## EXERCISE OBJECTIVE
Reproduce, exactly, the lines of the material below from the line containing "target | snow texture" through the line containing "target | black and gray jacket", with both end lines included and nothing else.
[[ DATA IN THIS EXERCISE, beginning ]]
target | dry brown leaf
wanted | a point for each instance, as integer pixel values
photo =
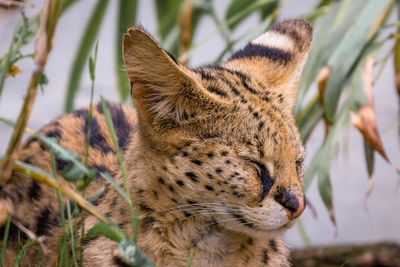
(41, 42)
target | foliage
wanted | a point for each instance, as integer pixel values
(348, 36)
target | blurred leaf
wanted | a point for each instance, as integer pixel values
(309, 118)
(108, 231)
(348, 51)
(66, 4)
(126, 18)
(5, 238)
(324, 155)
(321, 162)
(325, 191)
(87, 40)
(365, 120)
(357, 94)
(134, 255)
(45, 178)
(114, 184)
(23, 33)
(75, 170)
(339, 19)
(370, 160)
(237, 6)
(167, 15)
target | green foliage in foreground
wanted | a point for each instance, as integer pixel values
(348, 33)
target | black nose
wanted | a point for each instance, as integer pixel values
(294, 204)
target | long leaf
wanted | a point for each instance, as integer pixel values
(87, 40)
(126, 17)
(338, 20)
(348, 51)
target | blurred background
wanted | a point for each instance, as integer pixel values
(341, 165)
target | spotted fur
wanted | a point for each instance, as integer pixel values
(212, 155)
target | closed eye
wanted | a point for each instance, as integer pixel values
(266, 180)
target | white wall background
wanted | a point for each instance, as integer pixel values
(381, 220)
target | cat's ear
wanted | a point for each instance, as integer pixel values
(163, 90)
(277, 57)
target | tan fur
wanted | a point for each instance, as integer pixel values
(192, 159)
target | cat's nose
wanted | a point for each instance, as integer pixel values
(294, 204)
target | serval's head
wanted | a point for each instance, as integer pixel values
(223, 143)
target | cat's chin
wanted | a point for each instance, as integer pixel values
(259, 233)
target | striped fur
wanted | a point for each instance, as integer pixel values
(209, 152)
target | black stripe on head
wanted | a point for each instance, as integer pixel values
(34, 191)
(13, 234)
(204, 75)
(216, 90)
(237, 73)
(97, 140)
(119, 262)
(266, 180)
(120, 122)
(254, 50)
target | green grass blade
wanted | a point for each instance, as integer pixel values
(5, 239)
(72, 236)
(111, 129)
(126, 17)
(87, 40)
(21, 252)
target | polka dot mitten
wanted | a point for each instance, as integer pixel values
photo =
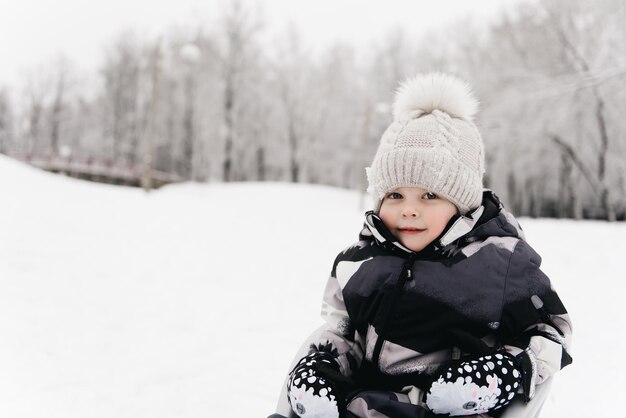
(475, 386)
(316, 388)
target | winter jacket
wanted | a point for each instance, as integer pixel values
(396, 317)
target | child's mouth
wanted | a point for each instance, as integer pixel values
(411, 230)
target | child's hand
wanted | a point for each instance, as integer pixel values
(475, 386)
(316, 387)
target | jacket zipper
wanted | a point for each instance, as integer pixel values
(405, 276)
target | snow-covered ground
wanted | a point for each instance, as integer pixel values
(190, 301)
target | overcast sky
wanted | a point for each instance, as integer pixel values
(32, 32)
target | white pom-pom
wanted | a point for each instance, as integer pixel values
(425, 93)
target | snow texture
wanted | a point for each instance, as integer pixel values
(191, 301)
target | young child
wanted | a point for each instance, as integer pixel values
(440, 307)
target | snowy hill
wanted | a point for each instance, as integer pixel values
(190, 301)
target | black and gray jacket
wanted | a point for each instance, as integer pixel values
(396, 316)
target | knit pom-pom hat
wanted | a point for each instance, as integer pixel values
(432, 143)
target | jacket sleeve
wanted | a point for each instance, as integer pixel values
(338, 334)
(535, 326)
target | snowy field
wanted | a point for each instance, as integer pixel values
(190, 301)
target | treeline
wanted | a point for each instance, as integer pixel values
(215, 103)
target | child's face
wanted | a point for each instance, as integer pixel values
(415, 216)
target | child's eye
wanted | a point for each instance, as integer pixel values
(394, 195)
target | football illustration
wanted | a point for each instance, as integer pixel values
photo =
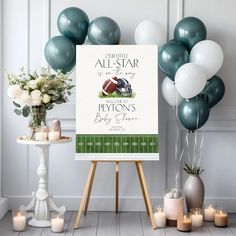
(123, 88)
(109, 86)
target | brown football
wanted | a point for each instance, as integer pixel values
(109, 86)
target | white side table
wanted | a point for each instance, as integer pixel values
(42, 201)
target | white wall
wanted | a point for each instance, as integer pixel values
(3, 201)
(27, 25)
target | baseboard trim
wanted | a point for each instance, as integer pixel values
(95, 204)
(3, 206)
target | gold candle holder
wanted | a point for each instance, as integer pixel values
(221, 218)
(184, 222)
(196, 217)
(41, 134)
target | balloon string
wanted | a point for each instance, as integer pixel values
(200, 151)
(194, 157)
(178, 165)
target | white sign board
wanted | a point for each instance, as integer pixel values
(117, 102)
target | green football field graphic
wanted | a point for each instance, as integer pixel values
(140, 143)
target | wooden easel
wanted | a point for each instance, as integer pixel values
(88, 187)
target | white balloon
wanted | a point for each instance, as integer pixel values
(149, 32)
(209, 55)
(190, 80)
(170, 93)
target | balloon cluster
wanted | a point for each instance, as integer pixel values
(190, 63)
(73, 24)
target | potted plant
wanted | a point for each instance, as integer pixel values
(194, 190)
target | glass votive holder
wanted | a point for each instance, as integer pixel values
(57, 222)
(221, 218)
(160, 217)
(196, 217)
(184, 222)
(19, 220)
(41, 134)
(54, 135)
(209, 212)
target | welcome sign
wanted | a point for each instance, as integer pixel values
(117, 102)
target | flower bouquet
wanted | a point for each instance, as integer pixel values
(35, 93)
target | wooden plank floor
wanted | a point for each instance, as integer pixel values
(112, 224)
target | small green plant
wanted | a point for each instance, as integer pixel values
(192, 170)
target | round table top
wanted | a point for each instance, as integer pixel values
(28, 140)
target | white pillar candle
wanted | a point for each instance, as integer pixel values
(221, 218)
(209, 213)
(196, 217)
(197, 220)
(57, 224)
(41, 136)
(160, 218)
(53, 136)
(19, 222)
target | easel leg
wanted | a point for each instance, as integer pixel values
(117, 186)
(86, 191)
(90, 189)
(145, 190)
(142, 188)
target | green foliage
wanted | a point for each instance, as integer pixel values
(192, 170)
(51, 89)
[[ DATA IN THIS EXERCISE, end ]]
## RESULT OF THIS TASK
target | snow texture
wanted | a point for each instance, as integer pixel values
(191, 301)
target | young child
wanted | a point for each instance, as integer pixel values
(440, 307)
target | snowy hill
wanted | a point for each instance, as integer pixel values
(190, 301)
target | black and gray jacket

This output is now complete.